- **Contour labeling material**

-------

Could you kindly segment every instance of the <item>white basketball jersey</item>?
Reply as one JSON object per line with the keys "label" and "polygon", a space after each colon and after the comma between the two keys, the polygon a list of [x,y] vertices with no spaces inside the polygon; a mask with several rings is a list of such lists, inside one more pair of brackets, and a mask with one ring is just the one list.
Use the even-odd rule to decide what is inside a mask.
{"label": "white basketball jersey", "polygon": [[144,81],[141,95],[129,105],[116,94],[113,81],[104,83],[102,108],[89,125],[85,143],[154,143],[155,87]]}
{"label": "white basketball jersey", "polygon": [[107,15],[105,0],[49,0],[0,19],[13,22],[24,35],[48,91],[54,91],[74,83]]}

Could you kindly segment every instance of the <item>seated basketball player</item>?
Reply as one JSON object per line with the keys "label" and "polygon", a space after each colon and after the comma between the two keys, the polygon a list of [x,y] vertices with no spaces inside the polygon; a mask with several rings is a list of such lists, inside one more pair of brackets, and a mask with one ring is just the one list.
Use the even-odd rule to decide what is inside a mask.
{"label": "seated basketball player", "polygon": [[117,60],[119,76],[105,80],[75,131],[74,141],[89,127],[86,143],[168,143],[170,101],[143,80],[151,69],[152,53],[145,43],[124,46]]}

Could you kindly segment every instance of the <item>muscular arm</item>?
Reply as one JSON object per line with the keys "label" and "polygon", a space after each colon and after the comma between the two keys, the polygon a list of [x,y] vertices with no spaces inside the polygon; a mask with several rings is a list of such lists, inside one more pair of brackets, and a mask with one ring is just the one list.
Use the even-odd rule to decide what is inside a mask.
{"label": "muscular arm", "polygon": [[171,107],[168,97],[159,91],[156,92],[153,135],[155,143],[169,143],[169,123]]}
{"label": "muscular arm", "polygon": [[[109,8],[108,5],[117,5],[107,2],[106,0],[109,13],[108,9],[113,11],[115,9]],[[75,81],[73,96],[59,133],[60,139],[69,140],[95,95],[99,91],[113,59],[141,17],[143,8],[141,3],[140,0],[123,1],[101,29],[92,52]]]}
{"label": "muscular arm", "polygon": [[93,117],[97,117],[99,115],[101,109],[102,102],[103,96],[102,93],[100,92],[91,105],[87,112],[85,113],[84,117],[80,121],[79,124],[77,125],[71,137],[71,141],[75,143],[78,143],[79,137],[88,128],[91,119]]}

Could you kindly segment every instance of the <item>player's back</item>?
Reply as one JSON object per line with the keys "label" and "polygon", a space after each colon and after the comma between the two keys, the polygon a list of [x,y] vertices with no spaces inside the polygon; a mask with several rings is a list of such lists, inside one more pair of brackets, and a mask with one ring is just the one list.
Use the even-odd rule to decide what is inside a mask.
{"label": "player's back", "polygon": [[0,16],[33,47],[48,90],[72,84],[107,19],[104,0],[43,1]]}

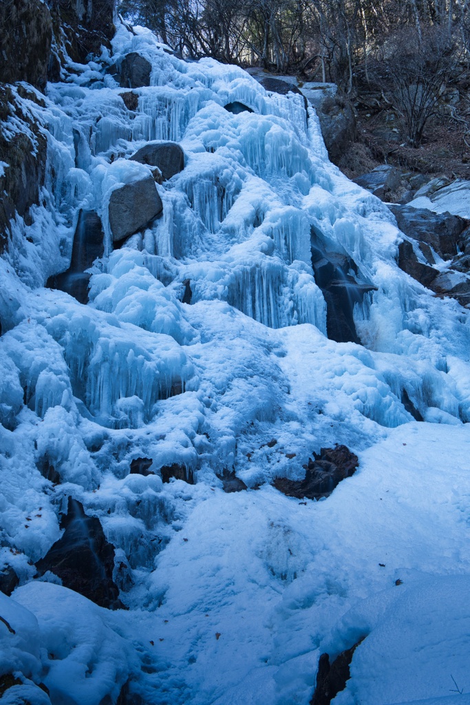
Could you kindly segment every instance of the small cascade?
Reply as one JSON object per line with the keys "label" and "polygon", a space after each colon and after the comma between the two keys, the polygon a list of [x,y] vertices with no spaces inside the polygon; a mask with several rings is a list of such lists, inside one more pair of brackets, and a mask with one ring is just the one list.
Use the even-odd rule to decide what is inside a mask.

-------

- **REQUIRED TASK**
Convert every line of the material above into a JSON list of strings, one string per line, omitting blank lines. Leave the pictures out.

- **RESULT BELOW**
[
  "Could you kindly segment every instance of the <item>white basketball jersey</item>?",
  "Reply as one JSON object per line with the keys \"label\" and \"polygon\", a space after each colon and after the comma between the two keys, the polygon a list of [x,y] vertices with no spaces inside the polygon; a mask with several rings is a list of such lists, inside one more pair of brackets, and a mask with one ring is just the one list.",
  "Use the even-odd rule to decide what is inside a mask.",
  "{\"label\": \"white basketball jersey\", \"polygon\": [[144,81],[141,95],[129,105],[116,94],[113,81],[104,83],[102,108],[89,125],[85,143],[154,143],[155,87]]}",
  "{\"label\": \"white basketball jersey\", \"polygon\": [[107,15],[105,0],[49,0],[0,19],[13,22],[24,35],[48,91],[54,91],[74,83]]}",
  "Could you kindly segment every instance of the <item>seated basketball player</item>?",
  "Reply as one JSON object per line with the keys \"label\" and \"polygon\", a space after each colon and after the comma between the two keys, the polygon a list of [x,y] vertices with no spaces inside the polygon; a mask with several rings is a list of such lists, inside one more pair of brackets, and a mask with one ring is just the one list.",
  "Use the even-odd rule to decide what is inside a mask.",
  "{\"label\": \"seated basketball player\", \"polygon\": [[117,60],[119,76],[105,80],[75,131],[74,141],[89,127],[86,143],[168,143],[170,101],[143,80],[151,69],[152,53],[145,43],[124,46]]}",
  "Could you kindly segment every instance of the <item>muscular arm</item>?",
  "Reply as one JSON object per line with the keys \"label\" and \"polygon\", a space after each colon and after the comma between the two keys, the polygon a list of [x,y] vertices with no spaces inside the polygon; a mask with several rings is a list of such lists, inside one more pair of brackets, and a mask with one ring is just the one list.",
  "Use the even-odd rule to decide what is inside a mask.",
  "{\"label\": \"muscular arm\", \"polygon\": [[171,107],[168,97],[159,91],[156,92],[153,135],[155,143],[169,143],[169,123]]}",
  "{\"label\": \"muscular arm\", \"polygon\": [[[109,8],[108,5],[117,5],[107,2],[106,0],[109,13],[108,9],[113,11],[115,9]],[[75,81],[73,96],[59,133],[60,139],[69,140],[95,95],[99,91],[113,59],[141,17],[143,8],[141,3],[140,0],[123,1],[101,29],[92,52]]]}",
  "{\"label\": \"muscular arm\", \"polygon\": [[93,117],[97,117],[99,115],[101,109],[102,102],[103,96],[102,93],[100,92],[91,105],[87,112],[85,113],[84,117],[80,121],[79,124],[77,125],[71,137],[71,141],[75,143],[78,143],[79,137],[88,128],[91,119]]}",
  "Could you kindly segment every instance of the <item>player's back</item>?",
  "Reply as one JSON object per line with the keys \"label\" and \"polygon\", a space after each colon and after the comma between the two keys, the polygon a list of [x,y] vertices with no spaces inside the polygon; a mask with several rings is a list of such lists, inside one more pair of brackets, and a mask with one ring is just the one list.",
  "Use the even-odd rule to decide what is inside a mask.",
  "{\"label\": \"player's back\", \"polygon\": [[0,16],[33,47],[48,90],[72,84],[107,19],[104,0],[43,1]]}",
  "Could you kindly segment every instance of the small cascade?",
  "Reply as one JSON object per line with the keys \"label\" and \"polygon\", a space after each colon and after the comma between the two keys, the polygon a list of [x,y] vertices with no spaces inside the polygon; a mask with several rings is a list of such lists, inside one more pair of brackets, and a mask with one ring is just the one list.",
  "Use the even-odd rule to decide what is inside a mask."
]